= Gershom Bulkeley =

Gershom Bulkeley (1635 – December 2, 1713) was a Christian minister, physician, surgeon and magistrate.

==Early life, family and education==
He was born in Cambridge, Massachusetts to Reverend Peter Bulkeley and Grace Chetwoode Bulkeley. His father Peter Bulkeley was a graduate of St. John's College, Cambridge; and a founder of Concord, Massachusetts, as well as the first minister in the community. The family were Puritan.

Gershom Bulkeley was an early graduate of Harvard University, receiving his bachelor's degree in 1655 and possibly his master's degree in 1658.

==Career==
In 1661, Gershom Bulkeley became the minister of the Congregational church in New London, Connecticut, where he served for about five years. He then became minister of the Congregational church in the town of Wethersfield, Connecticut where he served until 1677. He left the ministry and practiced as a physician in Glastonbury.

During the period of the Connecticut Witch Trials, which predate the more famous Salem Witch Trials, Bulkeley expressed considerable skepticism about the evidence, saying that he had heard nothing of any weight to convince him that anyone was guilty of witchcraft. In particular, he argued that Mercy Disborough, one of the only two women accused in Connecticut who actually stood trial for witchcraft, was the victim of the malice of her neighbours. Mercy was found guilty and sentenced to death but received a reprieve. She was set free and died sometime after 1709.

==Personal life==
After receiving his master's degree, he married Sarah Chauncy, daughter of the President of Harvard University, Charles Chauncy. He was the father of Dorothy Bulkeley Treat (1662-1757) whose medical journals are included in the Bulkeley manuscript collection maintained by the Hartford Medical Society Library, University of Connecticut, and the Trinity College Watkinson Library, A third manuscript located at the Watkinson Bulkeley collection entitled “Medical Cabinet” may also be in Dorothy’s handwriting and emphasized the secrecy of alchemical research.

▸ RAW DATA
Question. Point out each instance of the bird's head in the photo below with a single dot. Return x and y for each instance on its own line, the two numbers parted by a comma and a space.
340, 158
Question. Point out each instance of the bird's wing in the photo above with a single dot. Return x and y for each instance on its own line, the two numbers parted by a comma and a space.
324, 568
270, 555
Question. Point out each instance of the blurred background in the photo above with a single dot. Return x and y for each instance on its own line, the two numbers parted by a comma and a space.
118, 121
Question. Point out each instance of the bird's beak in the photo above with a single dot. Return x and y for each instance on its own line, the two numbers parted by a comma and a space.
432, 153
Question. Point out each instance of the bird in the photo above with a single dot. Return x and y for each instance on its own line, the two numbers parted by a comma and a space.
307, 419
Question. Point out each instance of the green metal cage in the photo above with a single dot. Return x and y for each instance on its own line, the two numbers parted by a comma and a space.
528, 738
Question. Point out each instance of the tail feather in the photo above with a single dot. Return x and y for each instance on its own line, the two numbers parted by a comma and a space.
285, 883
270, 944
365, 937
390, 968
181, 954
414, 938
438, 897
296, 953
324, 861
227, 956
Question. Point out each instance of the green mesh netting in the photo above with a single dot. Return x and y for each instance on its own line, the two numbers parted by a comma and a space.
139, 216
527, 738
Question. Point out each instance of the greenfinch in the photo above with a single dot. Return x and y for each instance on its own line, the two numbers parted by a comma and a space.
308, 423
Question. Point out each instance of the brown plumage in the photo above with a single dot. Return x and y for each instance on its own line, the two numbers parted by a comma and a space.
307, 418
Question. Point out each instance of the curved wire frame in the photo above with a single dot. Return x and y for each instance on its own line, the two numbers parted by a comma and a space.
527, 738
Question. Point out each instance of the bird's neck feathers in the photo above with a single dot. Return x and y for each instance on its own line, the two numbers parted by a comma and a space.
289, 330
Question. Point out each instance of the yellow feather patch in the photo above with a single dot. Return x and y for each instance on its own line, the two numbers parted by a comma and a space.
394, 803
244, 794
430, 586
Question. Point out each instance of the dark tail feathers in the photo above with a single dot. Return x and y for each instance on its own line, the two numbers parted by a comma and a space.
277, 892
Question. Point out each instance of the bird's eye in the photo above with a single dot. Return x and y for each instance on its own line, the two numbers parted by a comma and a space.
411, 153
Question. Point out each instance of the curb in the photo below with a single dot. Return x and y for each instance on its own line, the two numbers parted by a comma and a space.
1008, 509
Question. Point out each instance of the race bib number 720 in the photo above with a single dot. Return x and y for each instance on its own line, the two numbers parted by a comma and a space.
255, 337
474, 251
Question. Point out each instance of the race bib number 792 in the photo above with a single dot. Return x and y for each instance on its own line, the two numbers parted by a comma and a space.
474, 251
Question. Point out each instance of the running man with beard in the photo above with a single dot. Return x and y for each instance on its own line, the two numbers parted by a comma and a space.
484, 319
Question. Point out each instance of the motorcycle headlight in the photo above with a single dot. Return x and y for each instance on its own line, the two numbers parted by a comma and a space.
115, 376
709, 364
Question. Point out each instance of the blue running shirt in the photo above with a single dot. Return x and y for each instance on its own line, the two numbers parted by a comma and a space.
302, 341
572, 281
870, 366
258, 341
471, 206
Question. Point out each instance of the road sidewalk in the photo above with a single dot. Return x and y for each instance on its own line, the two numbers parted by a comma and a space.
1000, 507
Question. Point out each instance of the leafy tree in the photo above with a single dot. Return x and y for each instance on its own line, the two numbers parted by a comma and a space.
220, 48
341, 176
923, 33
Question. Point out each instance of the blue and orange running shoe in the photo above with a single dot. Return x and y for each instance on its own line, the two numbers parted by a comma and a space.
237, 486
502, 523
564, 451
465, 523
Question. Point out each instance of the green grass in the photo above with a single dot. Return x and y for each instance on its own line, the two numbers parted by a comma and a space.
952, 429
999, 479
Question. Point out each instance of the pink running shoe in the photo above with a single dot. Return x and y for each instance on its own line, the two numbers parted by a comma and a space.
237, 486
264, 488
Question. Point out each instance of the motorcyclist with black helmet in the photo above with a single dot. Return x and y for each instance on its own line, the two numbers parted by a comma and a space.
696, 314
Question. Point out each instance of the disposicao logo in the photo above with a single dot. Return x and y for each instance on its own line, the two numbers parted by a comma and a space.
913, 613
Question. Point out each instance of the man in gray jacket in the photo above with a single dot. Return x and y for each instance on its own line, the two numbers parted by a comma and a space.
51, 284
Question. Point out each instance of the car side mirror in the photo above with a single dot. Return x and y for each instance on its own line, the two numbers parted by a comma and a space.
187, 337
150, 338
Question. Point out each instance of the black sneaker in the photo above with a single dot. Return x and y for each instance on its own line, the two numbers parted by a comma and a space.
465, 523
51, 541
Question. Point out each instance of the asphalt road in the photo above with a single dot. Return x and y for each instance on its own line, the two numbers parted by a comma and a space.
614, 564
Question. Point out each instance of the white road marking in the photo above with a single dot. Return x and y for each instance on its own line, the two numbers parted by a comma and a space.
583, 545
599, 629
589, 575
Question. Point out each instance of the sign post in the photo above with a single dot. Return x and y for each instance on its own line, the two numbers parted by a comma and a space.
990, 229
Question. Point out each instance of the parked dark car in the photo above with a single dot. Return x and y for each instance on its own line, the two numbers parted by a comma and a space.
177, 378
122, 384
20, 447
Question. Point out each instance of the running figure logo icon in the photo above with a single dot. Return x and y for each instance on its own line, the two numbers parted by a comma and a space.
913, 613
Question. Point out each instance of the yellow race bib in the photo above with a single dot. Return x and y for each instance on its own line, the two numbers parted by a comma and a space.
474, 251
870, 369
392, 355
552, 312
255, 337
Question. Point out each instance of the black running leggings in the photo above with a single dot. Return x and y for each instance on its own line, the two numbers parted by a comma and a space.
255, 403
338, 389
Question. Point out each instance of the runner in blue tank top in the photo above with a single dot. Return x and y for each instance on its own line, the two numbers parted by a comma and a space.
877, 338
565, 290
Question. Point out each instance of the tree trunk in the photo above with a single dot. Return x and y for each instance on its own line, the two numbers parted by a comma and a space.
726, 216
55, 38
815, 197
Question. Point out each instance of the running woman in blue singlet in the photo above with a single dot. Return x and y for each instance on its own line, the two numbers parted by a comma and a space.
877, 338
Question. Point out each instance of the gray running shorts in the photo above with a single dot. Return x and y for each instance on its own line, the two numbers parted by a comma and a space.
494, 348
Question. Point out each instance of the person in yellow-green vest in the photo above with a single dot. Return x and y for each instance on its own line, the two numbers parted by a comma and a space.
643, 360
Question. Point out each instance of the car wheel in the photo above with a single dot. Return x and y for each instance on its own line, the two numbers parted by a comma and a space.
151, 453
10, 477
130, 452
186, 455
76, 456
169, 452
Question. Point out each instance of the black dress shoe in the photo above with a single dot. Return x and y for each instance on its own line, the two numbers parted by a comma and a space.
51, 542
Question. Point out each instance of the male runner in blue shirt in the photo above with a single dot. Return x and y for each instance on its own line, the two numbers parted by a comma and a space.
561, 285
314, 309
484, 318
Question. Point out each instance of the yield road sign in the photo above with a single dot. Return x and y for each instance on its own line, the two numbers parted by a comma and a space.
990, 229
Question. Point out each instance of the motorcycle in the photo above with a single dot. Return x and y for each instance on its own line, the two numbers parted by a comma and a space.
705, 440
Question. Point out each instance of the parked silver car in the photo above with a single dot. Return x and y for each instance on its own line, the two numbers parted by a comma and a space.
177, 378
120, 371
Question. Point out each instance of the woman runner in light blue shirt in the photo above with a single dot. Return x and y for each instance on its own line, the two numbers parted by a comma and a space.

▸ TASK INSTRUCTIONS
(1) In the Gershom Bulkeley article, in what year did he become minister of the Congregational church in New London, Connecticut?
(2) Resume the article on Gershom Bulkeley after its final sentence, the one ending "the secrecy of alchemical research."

▸ ANSWERS BY ITEM
(1) 1661

(2)
A contentious battle occurred over Bulkeley's will between his son John and daughter Dorothy where John claimed Dorothy forced her son’s interest in medicine so that she could control her father’s library and equipment; however, it was likely primarily used by Dorothy. As executrix of her father’s estate by codicil, and one of few women who gained insights into alchemy, early chemistry, and seventeenth-century clinical practice largely due to the abundant library of books and manuscripts, often hand copied, during Bulkeley's extensive travel abroad, Dorothy shared her father’s interest in alchemical healing.

He died December 2, 1713, at age 77 (almost 78). He was buried behind the Congregational Church in Wethersfield.

==In other works==
Bulkeley is mentioned and appears in the historical novel The Witch of Blackbird Pond. He is a tutor to John Holbrook who is learning to be a minister and is a respected leader to the community.